╭─ Given text
Wooley reportedly asked for his children back after two months of recovery, but the couple instead served him with court papers demanding primary parental rights over his children.
"I said, 'I can't believe it,'" Wooley shared. "These people have been my friends. I've never seen people do stuff like this and say they're your friends."
Dr. Ben and Lori claimed in court papers that they had actual care, control, and possession of Preston and Ashealyn for six months. If proven correct, it would give them a legal leg to stand on when positioning for custody.
Wooley's attorney Jim Ross said: "Our position is, it's pretty clear that there wasn't a relinquishment of parental rights by Mr. Wooley."
"He didn't stop seeing the children. He didn't stop being the father. He accepted an offering hand from a couple who said, 'You're going through some hard times, let us help you out.'"
But Wooley, along with his health concerns, is also a former criminal who served 23 years in prison from a 1985 armed robbery in which a store clerk was shot.
"Lynn is not perfect," Ross said. "He has made his mistakes and he has owned them. But what he really is now is a loving, caring father, who's doing the absolute best he can to take care of his children."
In a statement, the Covingtons' lawyer, David Kulesz, said: "The Covingtons have always acted in the children's best interest and will continue to do so."
"The pleadings of this case and the reasons the children needed to be protected in the first place are matters of public record."
In an affidavit, Lori said Wooley is an "unfit father with a criminal record, health and mobility issues, and erratic and belligerent behavior."
The couple claim Wooley asked them to be primary caretakers of his children years ago. Wooley denies that claim but has since agreed to give them temporary custody to keep his visitation rights.
╰─
- [Requirements]:
1) Using the custody dispute excerpt, decide whether each statement agrees with it: (a) Wooley served 23 years in prison for a 1985 armed robbery; (b) the Covingtons' lawyer is Jim Ross; (c) Wooley has agreed to give the couple permanent custody. Answer yes or no for each, quoting the words that settle it.
2) According to the custody dispute excerpt, for how long did Dr. Ben and Lori claim in court papers to have had actual care, control, and possession of Preston and Ashealyn?
╭─ Dataset records
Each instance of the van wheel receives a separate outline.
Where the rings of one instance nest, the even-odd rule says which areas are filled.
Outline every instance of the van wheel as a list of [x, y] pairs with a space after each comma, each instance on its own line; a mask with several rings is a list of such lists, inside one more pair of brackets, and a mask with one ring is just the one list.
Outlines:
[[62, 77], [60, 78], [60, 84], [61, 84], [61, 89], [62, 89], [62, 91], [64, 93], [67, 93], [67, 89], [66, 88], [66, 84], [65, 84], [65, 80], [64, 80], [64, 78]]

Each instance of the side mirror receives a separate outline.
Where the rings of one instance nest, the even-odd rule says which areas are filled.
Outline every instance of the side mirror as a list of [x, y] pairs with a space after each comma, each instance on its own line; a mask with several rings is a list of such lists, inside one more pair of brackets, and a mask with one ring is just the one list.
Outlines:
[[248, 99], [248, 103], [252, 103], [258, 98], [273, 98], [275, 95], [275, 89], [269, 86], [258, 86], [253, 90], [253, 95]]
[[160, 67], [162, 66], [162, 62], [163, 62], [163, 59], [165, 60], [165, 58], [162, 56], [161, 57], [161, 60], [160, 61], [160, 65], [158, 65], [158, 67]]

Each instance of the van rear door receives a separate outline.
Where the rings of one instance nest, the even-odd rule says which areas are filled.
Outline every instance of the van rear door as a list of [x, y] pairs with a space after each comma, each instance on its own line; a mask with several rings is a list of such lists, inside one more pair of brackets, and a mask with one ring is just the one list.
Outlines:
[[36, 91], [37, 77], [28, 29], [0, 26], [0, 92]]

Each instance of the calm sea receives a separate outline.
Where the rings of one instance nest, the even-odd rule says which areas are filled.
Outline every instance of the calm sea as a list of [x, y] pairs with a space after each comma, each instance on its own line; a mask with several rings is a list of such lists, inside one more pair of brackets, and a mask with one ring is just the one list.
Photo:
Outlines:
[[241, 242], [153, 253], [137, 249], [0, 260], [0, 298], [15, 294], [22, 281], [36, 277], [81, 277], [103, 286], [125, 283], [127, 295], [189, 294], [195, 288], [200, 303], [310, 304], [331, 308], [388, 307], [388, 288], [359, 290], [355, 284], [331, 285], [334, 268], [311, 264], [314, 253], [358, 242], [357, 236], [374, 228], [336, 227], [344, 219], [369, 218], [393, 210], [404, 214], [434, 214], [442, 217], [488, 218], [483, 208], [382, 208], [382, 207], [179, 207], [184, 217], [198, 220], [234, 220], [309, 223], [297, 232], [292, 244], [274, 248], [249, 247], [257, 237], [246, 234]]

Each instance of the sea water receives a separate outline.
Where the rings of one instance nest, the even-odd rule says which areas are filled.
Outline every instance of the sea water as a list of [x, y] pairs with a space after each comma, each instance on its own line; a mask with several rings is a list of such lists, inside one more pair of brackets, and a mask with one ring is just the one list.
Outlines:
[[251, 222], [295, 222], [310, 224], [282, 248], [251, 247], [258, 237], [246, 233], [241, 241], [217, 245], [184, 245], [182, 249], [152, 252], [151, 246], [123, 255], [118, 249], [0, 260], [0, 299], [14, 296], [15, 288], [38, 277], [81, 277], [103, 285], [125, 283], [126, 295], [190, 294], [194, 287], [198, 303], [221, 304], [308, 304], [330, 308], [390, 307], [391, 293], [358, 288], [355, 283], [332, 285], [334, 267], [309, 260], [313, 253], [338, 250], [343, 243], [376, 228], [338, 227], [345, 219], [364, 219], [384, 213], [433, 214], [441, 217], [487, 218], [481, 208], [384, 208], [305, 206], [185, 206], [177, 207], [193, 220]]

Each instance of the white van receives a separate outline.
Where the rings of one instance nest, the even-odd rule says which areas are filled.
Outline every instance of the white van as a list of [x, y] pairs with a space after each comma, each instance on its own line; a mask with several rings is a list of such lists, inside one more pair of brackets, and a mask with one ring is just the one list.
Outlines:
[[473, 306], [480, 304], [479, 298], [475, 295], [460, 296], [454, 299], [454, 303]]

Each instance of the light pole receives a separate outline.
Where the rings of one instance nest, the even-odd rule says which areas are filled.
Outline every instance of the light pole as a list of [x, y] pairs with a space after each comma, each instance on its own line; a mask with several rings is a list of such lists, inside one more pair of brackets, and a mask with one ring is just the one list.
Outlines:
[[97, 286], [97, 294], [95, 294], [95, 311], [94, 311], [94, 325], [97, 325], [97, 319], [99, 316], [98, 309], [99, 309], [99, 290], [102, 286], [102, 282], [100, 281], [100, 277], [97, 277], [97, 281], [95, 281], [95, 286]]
╰─
- [Answers per task]:
1)
(a) Yes: "served 23 years in prison from a 1985 armed robbery in which a store clerk was shot"
(b) No: "the Covingtons' lawyer, David Kulesz"
(c) No: "has since agreed to give them temporary custody to keep his visitation rights"

2) Six months.